▶ _Goal of the exercise_
Show every line from the entries below that contains the word "bride". Copy each of those lines in full.

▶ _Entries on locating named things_
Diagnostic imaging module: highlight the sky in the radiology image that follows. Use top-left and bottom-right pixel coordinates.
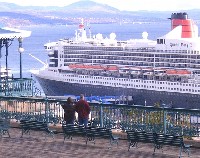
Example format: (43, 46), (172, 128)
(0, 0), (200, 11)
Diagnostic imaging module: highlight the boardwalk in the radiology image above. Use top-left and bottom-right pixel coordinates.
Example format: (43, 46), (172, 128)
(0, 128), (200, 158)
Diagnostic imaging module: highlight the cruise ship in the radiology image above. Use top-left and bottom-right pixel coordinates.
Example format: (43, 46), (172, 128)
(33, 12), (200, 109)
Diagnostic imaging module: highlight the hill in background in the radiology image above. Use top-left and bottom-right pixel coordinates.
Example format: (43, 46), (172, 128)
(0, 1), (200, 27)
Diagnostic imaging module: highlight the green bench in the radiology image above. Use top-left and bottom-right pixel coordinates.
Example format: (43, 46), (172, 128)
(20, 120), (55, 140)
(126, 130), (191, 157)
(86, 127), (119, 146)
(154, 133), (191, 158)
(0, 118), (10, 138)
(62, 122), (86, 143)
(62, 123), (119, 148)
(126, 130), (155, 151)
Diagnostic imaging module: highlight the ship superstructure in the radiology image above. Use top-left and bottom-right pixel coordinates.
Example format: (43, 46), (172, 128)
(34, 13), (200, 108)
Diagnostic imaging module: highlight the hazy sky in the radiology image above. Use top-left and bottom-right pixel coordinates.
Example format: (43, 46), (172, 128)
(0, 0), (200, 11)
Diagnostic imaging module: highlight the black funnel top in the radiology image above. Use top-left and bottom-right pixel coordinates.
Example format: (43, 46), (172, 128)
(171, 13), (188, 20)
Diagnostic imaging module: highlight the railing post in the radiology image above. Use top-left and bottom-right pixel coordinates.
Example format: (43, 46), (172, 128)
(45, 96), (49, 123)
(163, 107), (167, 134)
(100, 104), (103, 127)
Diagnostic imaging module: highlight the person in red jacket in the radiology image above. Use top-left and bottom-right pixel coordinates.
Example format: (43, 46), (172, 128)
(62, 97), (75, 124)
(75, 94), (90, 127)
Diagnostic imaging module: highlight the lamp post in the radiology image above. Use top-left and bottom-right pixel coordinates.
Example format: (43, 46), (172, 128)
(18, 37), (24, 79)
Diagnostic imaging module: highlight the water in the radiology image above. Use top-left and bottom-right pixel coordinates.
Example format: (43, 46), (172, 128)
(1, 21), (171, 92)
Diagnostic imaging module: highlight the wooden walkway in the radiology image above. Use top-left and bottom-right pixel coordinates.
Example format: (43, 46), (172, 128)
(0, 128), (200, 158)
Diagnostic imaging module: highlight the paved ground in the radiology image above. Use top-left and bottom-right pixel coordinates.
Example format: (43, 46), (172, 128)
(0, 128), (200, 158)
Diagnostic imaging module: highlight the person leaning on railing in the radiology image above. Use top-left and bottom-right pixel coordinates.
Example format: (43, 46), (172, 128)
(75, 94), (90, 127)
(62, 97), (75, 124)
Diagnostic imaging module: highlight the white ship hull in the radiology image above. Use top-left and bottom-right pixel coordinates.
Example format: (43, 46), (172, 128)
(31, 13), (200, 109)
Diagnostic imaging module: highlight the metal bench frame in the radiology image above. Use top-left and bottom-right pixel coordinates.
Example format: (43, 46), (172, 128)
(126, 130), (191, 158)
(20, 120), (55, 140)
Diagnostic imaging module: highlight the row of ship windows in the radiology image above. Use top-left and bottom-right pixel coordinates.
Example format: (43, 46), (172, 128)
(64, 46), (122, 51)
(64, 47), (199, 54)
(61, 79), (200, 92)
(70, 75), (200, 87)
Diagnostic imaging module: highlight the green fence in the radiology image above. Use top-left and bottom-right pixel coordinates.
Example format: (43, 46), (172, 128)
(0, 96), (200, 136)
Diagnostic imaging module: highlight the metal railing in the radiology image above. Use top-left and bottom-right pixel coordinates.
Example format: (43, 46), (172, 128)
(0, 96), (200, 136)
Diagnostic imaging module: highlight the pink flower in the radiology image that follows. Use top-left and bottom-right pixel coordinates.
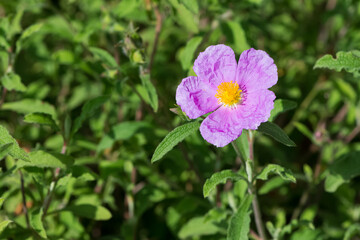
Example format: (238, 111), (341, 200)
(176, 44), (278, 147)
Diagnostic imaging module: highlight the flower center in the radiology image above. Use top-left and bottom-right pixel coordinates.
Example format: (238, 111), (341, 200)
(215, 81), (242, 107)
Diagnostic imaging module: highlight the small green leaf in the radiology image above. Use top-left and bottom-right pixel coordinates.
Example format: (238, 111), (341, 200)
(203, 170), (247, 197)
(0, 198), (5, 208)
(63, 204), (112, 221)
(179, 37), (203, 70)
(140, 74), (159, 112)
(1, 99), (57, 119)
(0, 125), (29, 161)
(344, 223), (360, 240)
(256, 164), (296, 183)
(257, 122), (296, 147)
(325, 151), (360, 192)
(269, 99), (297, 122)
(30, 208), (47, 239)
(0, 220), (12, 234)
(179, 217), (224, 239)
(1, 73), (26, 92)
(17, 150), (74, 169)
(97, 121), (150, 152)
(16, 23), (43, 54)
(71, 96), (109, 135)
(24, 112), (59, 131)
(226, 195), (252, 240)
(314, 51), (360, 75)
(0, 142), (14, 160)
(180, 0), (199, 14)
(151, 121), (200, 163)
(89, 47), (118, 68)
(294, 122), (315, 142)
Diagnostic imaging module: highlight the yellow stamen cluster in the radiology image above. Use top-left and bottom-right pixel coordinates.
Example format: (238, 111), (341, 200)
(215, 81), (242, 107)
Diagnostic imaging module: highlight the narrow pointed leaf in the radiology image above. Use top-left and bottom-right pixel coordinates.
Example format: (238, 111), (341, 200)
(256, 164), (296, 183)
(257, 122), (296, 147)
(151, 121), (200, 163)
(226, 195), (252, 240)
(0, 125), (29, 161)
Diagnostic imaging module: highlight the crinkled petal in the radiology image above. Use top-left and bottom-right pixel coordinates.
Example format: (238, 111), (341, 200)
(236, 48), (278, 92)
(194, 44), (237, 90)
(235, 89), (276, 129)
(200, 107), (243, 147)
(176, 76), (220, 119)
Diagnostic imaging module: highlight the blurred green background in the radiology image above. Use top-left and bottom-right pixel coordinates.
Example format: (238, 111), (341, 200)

---

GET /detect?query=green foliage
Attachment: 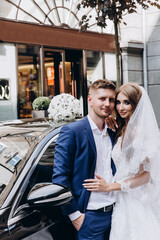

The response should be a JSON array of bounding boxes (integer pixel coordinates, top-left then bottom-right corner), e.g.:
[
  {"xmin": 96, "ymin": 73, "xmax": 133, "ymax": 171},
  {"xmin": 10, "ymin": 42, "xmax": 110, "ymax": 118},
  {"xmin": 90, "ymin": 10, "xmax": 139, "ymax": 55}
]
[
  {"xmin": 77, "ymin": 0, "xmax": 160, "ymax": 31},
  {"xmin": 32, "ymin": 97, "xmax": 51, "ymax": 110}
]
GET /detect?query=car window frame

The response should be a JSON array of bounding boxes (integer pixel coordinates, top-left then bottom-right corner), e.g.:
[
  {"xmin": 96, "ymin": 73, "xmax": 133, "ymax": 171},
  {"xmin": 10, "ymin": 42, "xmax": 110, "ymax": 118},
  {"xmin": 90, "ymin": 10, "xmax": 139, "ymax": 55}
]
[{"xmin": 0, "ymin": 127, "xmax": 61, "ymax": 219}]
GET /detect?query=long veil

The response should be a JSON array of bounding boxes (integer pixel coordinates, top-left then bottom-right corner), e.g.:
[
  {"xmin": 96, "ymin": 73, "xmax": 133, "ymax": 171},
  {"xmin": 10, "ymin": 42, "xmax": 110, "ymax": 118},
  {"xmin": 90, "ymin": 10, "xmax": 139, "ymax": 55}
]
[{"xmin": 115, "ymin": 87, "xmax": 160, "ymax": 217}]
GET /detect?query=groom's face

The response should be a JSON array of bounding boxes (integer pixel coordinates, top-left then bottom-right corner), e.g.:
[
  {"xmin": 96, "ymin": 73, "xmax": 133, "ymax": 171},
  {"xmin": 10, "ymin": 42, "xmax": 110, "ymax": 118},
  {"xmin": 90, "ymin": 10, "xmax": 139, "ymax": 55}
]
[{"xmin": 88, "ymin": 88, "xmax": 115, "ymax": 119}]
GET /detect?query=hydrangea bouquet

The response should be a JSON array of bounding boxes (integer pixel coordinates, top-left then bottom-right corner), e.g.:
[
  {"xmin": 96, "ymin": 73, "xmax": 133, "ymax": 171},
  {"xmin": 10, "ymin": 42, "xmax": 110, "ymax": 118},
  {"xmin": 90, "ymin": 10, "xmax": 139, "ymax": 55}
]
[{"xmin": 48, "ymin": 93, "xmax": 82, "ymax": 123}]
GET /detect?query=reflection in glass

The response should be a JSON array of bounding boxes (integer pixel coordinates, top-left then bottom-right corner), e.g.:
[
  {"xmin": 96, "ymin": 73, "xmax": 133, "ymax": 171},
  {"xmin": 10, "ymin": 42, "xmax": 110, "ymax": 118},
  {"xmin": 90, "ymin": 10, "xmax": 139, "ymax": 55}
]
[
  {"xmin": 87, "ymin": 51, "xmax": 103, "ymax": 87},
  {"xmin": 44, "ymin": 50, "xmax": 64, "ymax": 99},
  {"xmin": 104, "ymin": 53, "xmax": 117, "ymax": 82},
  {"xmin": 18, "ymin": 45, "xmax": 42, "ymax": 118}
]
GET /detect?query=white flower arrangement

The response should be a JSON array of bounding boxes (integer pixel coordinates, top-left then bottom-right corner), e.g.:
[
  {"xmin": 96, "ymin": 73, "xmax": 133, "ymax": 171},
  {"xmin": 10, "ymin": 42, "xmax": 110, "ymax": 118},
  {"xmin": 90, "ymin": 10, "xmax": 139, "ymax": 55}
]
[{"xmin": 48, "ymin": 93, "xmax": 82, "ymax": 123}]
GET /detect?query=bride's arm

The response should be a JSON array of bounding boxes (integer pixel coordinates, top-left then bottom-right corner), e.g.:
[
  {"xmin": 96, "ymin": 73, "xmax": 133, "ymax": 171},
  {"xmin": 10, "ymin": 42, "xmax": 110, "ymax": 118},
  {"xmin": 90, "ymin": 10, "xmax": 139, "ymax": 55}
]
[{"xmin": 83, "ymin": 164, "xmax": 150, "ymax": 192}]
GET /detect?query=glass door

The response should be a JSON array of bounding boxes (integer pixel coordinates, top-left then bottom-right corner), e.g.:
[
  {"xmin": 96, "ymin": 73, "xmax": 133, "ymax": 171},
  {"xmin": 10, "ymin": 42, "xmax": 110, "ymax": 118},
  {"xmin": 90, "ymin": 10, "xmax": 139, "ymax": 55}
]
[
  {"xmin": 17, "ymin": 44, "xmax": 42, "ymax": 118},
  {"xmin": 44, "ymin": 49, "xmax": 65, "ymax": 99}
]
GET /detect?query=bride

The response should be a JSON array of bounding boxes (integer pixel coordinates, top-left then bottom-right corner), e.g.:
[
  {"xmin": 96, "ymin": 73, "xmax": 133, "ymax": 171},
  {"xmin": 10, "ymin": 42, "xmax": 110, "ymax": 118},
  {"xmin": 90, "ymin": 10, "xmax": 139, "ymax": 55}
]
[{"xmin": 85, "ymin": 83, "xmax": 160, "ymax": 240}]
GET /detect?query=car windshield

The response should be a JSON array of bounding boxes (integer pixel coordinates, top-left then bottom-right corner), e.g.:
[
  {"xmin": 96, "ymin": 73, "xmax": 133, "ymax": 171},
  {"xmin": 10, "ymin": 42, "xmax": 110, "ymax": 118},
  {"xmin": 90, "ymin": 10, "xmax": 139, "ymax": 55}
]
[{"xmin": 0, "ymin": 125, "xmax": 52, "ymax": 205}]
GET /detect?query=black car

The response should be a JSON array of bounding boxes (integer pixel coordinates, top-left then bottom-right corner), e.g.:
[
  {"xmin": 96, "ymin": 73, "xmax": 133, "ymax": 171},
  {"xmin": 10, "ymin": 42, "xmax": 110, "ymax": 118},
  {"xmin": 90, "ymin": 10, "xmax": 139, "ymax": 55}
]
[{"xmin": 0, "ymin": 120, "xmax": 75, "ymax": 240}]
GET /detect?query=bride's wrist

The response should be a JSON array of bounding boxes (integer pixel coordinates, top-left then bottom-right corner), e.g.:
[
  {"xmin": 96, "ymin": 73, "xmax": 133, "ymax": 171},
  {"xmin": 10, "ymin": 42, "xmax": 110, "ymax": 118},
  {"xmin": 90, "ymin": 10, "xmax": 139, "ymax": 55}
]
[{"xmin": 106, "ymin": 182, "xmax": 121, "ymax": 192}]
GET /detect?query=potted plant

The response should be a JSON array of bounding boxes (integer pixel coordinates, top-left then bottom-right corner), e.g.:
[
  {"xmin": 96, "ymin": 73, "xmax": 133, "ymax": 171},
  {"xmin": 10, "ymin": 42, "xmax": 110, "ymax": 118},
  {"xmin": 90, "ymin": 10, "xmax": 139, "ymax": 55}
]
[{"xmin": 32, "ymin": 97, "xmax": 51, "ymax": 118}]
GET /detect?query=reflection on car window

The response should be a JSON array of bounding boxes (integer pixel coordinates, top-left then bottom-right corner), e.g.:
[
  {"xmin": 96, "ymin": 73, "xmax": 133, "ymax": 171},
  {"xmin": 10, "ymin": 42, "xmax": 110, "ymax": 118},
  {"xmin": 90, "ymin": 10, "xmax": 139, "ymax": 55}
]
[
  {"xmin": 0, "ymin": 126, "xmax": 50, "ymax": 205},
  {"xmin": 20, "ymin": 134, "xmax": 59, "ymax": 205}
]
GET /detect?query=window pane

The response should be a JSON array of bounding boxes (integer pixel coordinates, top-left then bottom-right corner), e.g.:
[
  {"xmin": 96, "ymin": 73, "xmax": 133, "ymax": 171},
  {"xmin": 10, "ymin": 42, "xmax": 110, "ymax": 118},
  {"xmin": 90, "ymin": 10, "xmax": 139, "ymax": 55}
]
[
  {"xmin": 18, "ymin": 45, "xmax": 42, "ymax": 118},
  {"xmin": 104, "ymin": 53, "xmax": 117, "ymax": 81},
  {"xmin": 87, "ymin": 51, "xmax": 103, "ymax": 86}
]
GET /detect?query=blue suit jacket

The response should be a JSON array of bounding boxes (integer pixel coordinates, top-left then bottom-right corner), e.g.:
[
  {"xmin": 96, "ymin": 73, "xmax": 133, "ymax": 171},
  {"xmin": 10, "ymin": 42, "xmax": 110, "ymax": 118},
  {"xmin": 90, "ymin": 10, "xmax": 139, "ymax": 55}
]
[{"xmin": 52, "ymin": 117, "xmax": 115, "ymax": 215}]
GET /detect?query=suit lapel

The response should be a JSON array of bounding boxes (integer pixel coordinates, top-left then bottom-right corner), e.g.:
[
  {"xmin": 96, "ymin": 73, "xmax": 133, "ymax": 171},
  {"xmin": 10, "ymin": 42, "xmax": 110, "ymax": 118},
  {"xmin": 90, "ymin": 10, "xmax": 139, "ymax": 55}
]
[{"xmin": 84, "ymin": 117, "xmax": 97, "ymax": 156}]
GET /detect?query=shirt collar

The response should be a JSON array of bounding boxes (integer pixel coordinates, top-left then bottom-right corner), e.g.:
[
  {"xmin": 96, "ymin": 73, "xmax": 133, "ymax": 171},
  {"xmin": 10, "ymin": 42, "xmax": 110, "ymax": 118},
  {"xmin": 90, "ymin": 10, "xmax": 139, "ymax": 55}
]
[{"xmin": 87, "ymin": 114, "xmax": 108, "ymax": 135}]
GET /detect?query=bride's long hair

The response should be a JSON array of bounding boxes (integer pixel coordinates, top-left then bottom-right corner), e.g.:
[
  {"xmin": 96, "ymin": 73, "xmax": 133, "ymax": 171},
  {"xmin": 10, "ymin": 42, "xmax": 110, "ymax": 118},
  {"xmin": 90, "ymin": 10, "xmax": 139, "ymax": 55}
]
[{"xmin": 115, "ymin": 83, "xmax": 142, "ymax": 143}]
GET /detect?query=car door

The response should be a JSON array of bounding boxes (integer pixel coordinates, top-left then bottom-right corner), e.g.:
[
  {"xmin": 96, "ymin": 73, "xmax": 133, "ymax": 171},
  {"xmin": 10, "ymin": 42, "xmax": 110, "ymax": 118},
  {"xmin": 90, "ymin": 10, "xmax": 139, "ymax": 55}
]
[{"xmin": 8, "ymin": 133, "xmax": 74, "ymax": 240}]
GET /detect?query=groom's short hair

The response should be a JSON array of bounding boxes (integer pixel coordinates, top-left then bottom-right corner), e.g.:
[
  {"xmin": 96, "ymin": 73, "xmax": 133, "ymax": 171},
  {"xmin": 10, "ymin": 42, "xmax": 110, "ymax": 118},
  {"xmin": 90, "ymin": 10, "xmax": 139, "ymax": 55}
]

▶ _The solution_
GET /detect?query=bride's arm
GET /detect?query=bride
GET /detect?query=bride's wrist
GET /detect?query=bride's long hair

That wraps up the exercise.